## EXERCISE
Repeat every line of the stored records below, starting from the line holding "A single marker falls on each instance of the tiled" and continuing through the last line, inclusive. Shift each answer coordinate by adding 22 to every x and y value.

(Stored records)
******

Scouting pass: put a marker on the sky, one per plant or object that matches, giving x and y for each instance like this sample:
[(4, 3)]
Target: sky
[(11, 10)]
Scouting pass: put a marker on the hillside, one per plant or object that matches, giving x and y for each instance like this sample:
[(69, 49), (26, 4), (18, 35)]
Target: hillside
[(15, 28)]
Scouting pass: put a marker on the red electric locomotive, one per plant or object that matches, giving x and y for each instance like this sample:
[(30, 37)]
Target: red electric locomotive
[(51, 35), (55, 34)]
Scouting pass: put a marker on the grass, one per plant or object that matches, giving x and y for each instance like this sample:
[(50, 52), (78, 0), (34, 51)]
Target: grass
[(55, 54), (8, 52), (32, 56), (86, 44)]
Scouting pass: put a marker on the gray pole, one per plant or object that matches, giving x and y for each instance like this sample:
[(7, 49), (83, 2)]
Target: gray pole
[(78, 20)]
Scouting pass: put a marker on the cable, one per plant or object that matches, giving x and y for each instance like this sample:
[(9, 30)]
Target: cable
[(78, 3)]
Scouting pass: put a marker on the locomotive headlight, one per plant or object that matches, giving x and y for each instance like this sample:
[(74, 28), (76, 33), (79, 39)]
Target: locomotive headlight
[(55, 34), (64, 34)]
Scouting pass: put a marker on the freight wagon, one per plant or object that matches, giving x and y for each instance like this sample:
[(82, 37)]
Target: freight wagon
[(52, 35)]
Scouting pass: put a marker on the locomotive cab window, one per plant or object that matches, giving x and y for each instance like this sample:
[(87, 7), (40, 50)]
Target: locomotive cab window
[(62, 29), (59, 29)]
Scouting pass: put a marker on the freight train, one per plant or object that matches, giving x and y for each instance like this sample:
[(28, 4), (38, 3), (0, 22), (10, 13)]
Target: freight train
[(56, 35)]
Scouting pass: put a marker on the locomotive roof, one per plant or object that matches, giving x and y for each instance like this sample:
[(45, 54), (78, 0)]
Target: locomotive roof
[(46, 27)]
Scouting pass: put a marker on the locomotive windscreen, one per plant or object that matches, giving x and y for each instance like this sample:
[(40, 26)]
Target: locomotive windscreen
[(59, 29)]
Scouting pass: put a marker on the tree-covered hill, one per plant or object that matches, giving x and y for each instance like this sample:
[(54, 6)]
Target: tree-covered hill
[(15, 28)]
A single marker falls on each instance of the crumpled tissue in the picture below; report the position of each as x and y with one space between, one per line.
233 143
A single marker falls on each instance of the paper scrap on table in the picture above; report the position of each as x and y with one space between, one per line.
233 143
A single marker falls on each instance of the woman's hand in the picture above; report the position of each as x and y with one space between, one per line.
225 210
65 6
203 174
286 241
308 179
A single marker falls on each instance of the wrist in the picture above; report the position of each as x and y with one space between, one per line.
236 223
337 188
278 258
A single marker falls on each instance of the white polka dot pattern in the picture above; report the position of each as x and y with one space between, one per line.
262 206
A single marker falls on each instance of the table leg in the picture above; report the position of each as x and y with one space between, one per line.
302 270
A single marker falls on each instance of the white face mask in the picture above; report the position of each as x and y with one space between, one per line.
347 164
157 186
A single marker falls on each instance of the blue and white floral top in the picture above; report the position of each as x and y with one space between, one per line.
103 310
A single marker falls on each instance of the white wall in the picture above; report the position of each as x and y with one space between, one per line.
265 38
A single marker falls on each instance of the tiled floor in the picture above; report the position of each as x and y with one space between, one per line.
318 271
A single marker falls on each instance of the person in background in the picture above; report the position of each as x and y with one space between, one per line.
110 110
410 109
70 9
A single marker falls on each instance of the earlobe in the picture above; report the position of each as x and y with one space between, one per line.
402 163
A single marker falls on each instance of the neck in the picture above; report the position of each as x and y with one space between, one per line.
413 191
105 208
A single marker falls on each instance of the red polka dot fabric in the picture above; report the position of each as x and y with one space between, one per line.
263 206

******

## CORRECT ANSWER
A single marker falls on each instance of the tiled floor in the picture above; report the position of each as x and y with one space between, one per line.
340 293
A single marker falls on each instance of the person in background in the picture above; report the position of each as x and y with one space between, one per line.
132 132
432 131
92 31
A single marker falls on each instance of the earlobe in the picture above; report the position of each as x and y with one space between, one per line.
424 185
A single marker falls on each instance of the neck in the picture above; report the position of each as x and y with one space between, one per line.
435 213
127 230
A single marker falls on each instance of the red polka dot fabric in the picture above; report the position of each as x and y with one space between, one per line.
285 228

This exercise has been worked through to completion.